Collect every line of the records that contains the word "rifle".
'''
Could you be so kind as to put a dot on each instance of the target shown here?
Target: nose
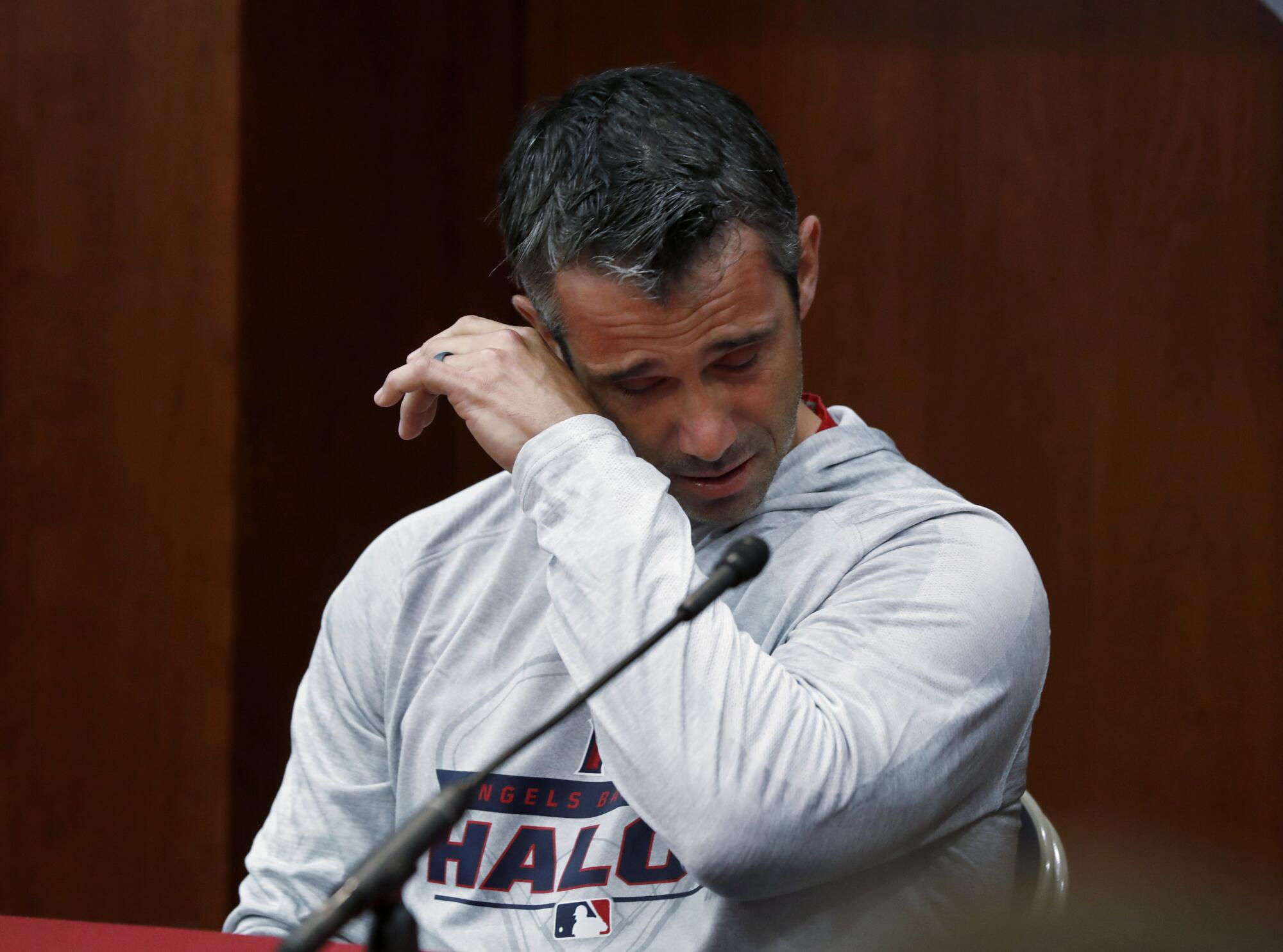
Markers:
(708, 432)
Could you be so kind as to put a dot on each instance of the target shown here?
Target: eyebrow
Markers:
(720, 347)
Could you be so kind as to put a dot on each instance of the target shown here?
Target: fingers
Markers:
(419, 386)
(468, 327)
(420, 383)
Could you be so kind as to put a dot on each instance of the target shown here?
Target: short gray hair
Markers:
(634, 173)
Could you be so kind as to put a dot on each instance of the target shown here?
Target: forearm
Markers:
(763, 773)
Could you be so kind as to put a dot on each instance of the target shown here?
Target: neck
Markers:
(808, 424)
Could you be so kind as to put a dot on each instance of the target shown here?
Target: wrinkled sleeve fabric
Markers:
(890, 718)
(336, 803)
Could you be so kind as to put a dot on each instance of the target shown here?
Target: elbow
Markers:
(743, 858)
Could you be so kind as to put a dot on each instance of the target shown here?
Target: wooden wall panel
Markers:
(373, 140)
(1051, 273)
(119, 155)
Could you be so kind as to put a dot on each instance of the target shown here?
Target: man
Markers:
(828, 755)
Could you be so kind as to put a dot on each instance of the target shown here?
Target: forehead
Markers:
(610, 324)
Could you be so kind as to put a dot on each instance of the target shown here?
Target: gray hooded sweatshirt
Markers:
(828, 756)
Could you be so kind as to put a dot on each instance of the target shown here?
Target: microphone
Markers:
(743, 561)
(378, 881)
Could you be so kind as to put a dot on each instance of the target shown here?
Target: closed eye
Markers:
(638, 386)
(740, 360)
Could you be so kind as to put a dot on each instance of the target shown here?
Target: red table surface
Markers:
(19, 935)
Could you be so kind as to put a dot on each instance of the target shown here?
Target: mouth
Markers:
(727, 483)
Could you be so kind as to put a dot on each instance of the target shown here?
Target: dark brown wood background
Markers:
(1051, 271)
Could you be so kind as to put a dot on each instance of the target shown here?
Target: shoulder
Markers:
(373, 592)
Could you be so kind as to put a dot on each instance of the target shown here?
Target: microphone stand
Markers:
(378, 882)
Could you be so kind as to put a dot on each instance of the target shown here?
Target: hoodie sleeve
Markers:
(890, 718)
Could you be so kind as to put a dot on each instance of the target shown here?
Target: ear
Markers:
(527, 309)
(809, 262)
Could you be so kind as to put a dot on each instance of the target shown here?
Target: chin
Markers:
(727, 513)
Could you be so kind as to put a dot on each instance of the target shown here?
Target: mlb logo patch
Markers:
(582, 919)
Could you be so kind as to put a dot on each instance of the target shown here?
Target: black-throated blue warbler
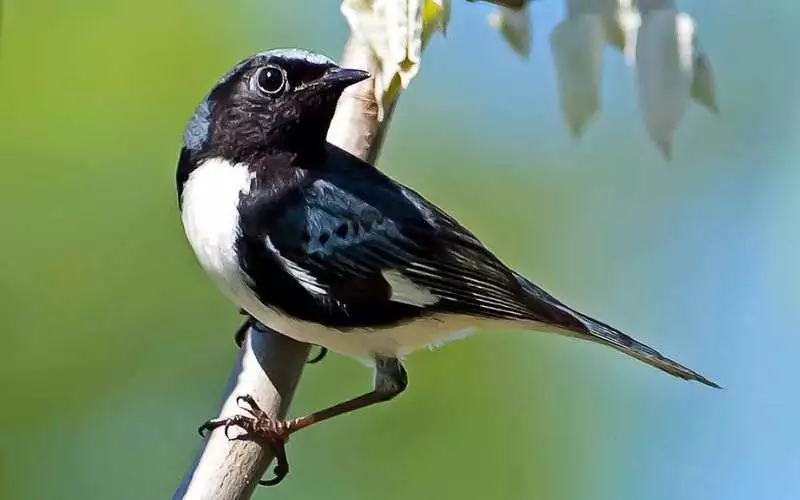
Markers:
(320, 246)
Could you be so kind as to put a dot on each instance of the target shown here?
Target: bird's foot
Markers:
(258, 427)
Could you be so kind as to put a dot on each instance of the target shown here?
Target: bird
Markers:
(318, 245)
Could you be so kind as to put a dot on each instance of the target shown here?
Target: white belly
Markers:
(211, 221)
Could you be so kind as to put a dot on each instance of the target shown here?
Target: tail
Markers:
(588, 328)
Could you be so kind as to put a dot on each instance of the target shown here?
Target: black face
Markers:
(276, 100)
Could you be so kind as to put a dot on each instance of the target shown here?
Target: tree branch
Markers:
(269, 364)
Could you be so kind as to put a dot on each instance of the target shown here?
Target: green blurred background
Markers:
(115, 344)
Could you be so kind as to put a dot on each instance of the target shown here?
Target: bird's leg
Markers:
(390, 380)
(251, 322)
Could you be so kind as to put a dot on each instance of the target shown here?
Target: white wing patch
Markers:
(302, 276)
(406, 291)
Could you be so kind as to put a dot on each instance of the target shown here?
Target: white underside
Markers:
(211, 221)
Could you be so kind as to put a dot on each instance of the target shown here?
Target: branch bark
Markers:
(270, 364)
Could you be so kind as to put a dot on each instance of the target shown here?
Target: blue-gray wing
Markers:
(364, 255)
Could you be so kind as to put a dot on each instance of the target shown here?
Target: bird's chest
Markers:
(210, 214)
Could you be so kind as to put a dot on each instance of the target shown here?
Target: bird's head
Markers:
(281, 99)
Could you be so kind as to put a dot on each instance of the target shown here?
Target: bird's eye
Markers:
(270, 80)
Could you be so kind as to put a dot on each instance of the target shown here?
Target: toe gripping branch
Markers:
(258, 427)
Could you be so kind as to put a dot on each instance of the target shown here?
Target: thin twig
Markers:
(270, 364)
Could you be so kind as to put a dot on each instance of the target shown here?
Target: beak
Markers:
(338, 77)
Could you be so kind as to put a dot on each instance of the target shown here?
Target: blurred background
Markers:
(115, 345)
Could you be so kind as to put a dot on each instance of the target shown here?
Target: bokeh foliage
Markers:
(116, 345)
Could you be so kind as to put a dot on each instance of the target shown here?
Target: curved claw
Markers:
(323, 351)
(251, 404)
(281, 467)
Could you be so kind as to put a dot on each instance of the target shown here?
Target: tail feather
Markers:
(546, 306)
(604, 334)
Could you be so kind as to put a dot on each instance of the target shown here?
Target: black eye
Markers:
(270, 79)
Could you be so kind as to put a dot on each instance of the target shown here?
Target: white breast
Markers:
(211, 220)
(211, 217)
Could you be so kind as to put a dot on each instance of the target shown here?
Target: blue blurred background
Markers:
(116, 345)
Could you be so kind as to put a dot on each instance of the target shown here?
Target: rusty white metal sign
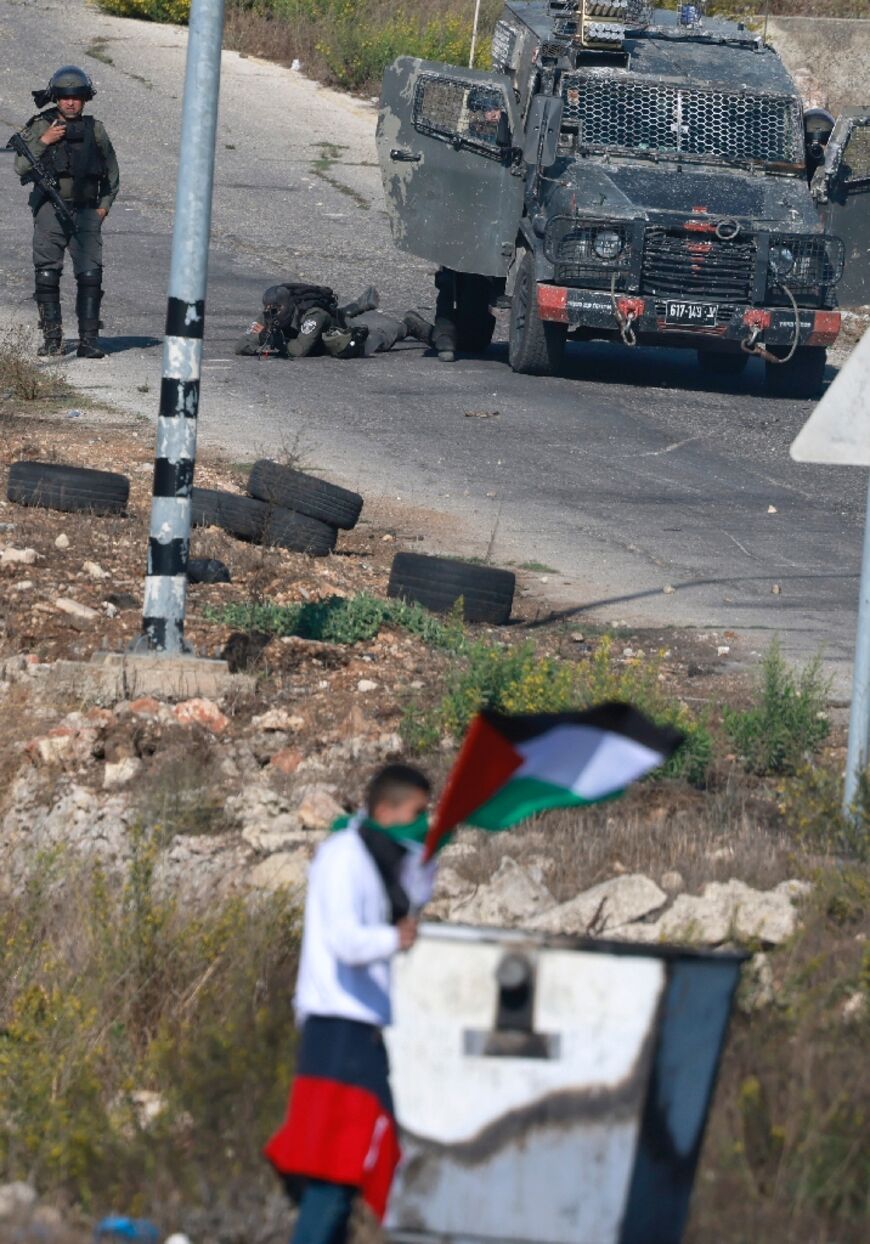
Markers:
(550, 1091)
(838, 431)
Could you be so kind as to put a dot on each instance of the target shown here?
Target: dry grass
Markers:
(706, 836)
(23, 377)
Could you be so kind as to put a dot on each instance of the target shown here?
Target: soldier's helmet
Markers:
(67, 82)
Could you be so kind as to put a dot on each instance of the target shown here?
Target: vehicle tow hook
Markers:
(625, 312)
(751, 345)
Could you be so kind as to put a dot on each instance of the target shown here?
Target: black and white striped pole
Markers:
(169, 536)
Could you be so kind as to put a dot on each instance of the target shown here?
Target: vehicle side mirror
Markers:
(543, 129)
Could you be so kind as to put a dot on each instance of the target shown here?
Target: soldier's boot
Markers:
(369, 300)
(443, 340)
(87, 309)
(417, 327)
(47, 296)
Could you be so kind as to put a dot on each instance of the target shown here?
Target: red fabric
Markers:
(487, 760)
(340, 1133)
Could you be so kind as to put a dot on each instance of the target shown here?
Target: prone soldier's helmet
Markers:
(67, 82)
(818, 125)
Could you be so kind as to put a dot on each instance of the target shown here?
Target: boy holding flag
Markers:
(365, 885)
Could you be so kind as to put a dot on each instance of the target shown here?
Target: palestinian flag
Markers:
(510, 768)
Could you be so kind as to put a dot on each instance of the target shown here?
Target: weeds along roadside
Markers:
(145, 1046)
(347, 44)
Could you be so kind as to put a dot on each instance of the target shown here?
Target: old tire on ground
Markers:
(55, 487)
(474, 321)
(239, 515)
(535, 346)
(802, 376)
(295, 490)
(438, 582)
(716, 362)
(300, 533)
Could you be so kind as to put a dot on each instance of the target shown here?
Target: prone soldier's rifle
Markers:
(40, 176)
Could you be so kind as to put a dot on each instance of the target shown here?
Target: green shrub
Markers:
(342, 620)
(149, 10)
(789, 719)
(110, 988)
(812, 806)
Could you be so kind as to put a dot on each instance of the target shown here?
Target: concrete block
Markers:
(110, 677)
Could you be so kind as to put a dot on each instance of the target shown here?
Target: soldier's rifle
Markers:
(40, 176)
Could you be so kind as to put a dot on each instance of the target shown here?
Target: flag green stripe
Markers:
(520, 798)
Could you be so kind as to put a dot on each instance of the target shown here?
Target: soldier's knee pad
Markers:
(47, 281)
(90, 280)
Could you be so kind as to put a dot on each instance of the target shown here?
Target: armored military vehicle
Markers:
(632, 174)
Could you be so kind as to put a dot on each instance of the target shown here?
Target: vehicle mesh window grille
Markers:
(622, 113)
(458, 111)
(818, 261)
(570, 248)
(683, 265)
(856, 158)
(504, 42)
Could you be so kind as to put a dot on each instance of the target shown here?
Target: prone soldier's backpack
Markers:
(286, 305)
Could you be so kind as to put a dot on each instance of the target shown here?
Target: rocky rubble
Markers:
(629, 907)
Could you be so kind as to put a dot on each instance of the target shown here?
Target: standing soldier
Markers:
(77, 152)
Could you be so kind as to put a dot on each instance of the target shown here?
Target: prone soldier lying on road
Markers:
(82, 171)
(300, 320)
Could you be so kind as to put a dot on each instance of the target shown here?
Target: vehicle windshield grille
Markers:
(665, 120)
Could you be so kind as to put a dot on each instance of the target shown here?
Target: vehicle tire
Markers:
(239, 515)
(54, 487)
(715, 362)
(295, 490)
(802, 376)
(535, 346)
(300, 533)
(474, 321)
(438, 582)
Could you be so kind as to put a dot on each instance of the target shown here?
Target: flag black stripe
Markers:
(612, 717)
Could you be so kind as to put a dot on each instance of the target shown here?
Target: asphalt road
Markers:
(629, 475)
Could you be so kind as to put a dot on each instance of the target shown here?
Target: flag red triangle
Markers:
(484, 764)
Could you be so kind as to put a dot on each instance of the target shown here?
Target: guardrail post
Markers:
(169, 535)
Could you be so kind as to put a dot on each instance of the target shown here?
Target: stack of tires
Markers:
(284, 508)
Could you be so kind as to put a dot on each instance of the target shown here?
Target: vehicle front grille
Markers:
(677, 264)
(630, 115)
(568, 244)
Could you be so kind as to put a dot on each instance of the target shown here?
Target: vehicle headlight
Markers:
(606, 244)
(782, 260)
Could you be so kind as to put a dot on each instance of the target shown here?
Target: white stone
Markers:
(18, 556)
(285, 870)
(278, 719)
(319, 807)
(757, 914)
(16, 1198)
(605, 907)
(75, 610)
(512, 896)
(120, 773)
(672, 881)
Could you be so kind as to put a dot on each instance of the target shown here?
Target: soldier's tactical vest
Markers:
(76, 161)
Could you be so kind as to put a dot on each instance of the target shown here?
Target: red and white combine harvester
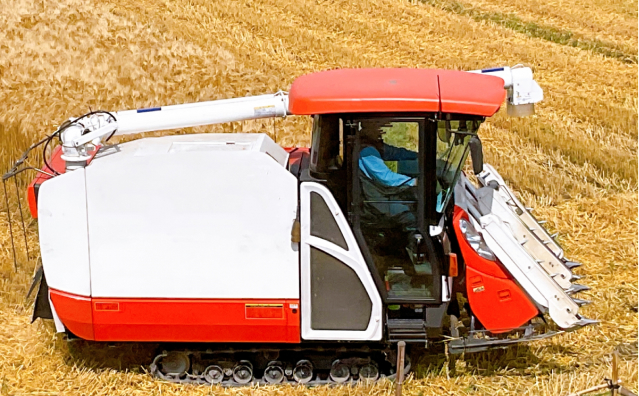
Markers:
(249, 262)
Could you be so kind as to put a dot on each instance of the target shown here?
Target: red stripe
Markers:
(75, 312)
(180, 320)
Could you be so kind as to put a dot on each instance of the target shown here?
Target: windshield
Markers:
(452, 150)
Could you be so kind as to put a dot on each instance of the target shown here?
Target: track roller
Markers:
(274, 373)
(243, 372)
(174, 363)
(303, 372)
(340, 372)
(369, 372)
(214, 374)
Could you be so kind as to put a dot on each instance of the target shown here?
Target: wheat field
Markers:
(575, 161)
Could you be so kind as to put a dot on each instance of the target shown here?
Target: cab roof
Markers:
(396, 90)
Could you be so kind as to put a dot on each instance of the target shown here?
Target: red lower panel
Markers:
(494, 297)
(195, 320)
(179, 320)
(75, 312)
(499, 304)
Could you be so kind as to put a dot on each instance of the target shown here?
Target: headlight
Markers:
(475, 240)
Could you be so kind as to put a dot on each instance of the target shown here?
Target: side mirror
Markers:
(476, 154)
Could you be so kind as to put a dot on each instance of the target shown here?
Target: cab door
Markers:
(339, 298)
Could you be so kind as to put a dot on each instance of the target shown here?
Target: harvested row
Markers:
(604, 29)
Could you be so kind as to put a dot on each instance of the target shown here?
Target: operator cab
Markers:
(393, 176)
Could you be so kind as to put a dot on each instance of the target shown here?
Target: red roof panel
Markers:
(396, 90)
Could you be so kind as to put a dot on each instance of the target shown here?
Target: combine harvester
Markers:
(253, 263)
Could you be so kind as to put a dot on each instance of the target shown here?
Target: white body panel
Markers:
(490, 174)
(62, 222)
(193, 216)
(527, 237)
(353, 258)
(532, 278)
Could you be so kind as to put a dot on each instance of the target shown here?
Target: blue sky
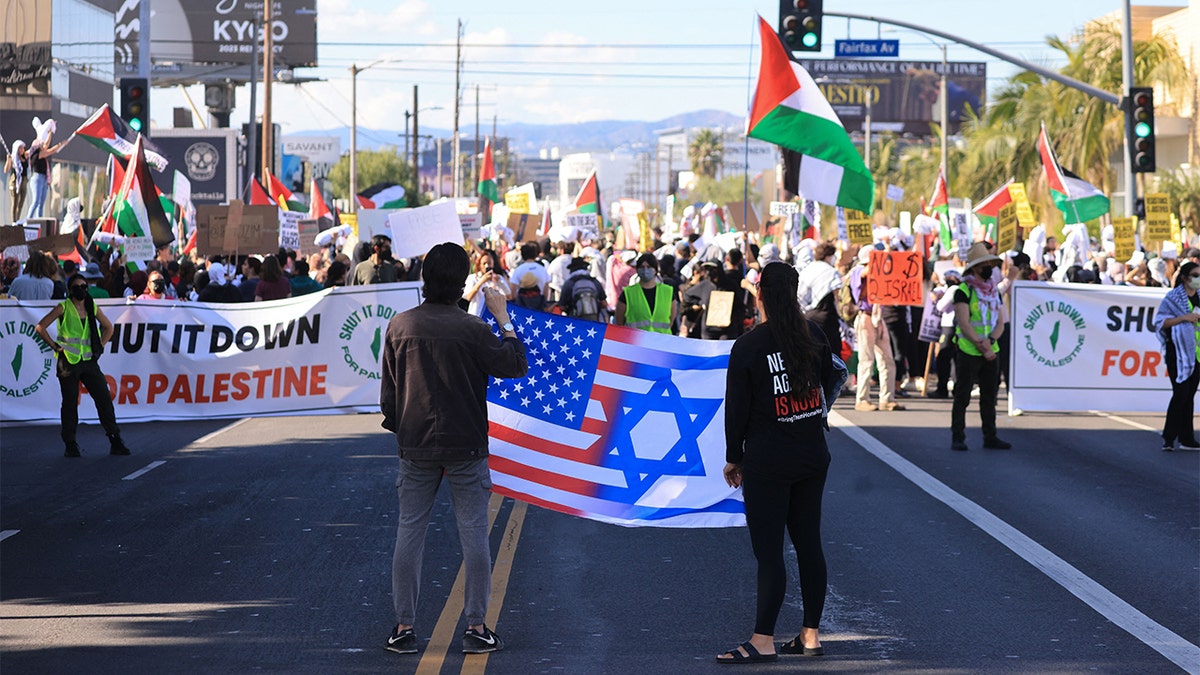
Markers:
(541, 61)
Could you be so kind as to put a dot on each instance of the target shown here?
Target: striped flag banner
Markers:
(613, 424)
'''
» **Answer to this exercise**
Target: prone soldier's rifle
Target: soldier's rifle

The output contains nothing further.